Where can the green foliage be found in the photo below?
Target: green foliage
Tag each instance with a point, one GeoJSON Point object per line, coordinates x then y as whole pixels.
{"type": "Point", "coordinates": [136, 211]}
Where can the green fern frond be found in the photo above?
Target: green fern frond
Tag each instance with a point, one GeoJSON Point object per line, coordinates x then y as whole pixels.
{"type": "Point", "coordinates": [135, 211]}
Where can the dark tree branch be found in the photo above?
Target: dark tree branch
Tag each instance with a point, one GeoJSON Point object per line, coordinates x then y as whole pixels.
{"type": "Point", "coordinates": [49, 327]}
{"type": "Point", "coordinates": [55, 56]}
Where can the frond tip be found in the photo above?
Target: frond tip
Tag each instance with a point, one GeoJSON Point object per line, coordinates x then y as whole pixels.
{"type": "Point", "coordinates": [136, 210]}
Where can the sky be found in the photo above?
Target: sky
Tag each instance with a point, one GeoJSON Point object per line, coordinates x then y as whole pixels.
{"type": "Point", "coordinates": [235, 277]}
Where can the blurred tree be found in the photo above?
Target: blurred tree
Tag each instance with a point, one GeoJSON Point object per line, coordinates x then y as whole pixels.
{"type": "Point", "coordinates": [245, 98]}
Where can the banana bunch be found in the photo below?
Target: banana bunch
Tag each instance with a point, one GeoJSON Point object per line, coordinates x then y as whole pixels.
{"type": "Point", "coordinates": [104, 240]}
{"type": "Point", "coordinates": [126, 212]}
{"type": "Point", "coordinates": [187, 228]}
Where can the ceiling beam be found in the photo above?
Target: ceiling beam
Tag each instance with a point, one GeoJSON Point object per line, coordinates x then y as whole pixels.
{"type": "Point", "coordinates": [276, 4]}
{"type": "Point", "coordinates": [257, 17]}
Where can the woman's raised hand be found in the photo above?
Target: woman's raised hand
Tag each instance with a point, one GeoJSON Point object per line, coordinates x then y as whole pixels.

────────────────

◆ **What you have to do**
Scan the entries above for lines with "Where" in them, then report how many there are as a plain number.

◆ **Task solution**
9